Stated goal: List each grape variety named in the comment thread below, giving each one only once.

Passage:
Your exploits in the east are awesome =) Thanks for sharing with us!
Hey Noel,
The Fra Guerau Rose is Syrah, Merlot & Tempranillo. The Ilatraia is Cab, Sangiovese & Petit Verdot and the TRE is Sangiovese, Merlot & Cab.
Also, from the movie Mondovino, James Suckling of WS claims to have coined the term "Super Tuscan".
We don't bring in the olive oils nor the olives yet. The lunch was actually a tasting in order to get a feel as to how people would like the Taris line of oils and olives. From everyone's reception of them that day, it seems we should bring them in already.
Thanks again for going Noel, and belated Happy Birthday!!
Fancy "meeting" you here, Charlie. Thanks for the kind words. The writing comes with practise and I've had a lot of that.
Best,
N
Thanks for the correction about the Fra Guerau rosado, Aaron, as well as the cepages of the other wines.
I've read elsewhere that the term "Super Tuscan" is attributed to Parker. Either way, between Suckling and Parker, it doesn't really matter to me as I don't use the term (I use "IGT") and don't really read either of them.
Yes those oils and the olives were pretty good. I'd buy them....
Thanks for the birthday greetings, and, again, for hosting the subject lunch and tasting.

Information supplied:
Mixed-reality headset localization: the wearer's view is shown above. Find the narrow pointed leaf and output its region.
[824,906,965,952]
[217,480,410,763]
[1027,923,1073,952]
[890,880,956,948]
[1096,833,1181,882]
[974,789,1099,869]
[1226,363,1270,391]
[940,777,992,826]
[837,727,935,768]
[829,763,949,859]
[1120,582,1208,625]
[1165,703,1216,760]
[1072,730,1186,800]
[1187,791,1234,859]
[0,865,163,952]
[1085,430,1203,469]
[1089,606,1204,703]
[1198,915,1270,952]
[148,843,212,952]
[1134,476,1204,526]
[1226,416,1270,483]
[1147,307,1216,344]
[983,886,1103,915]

Worked answer: Syrah, Merlot, Tempranillo, Cab, Sangiovese, Petit Verdot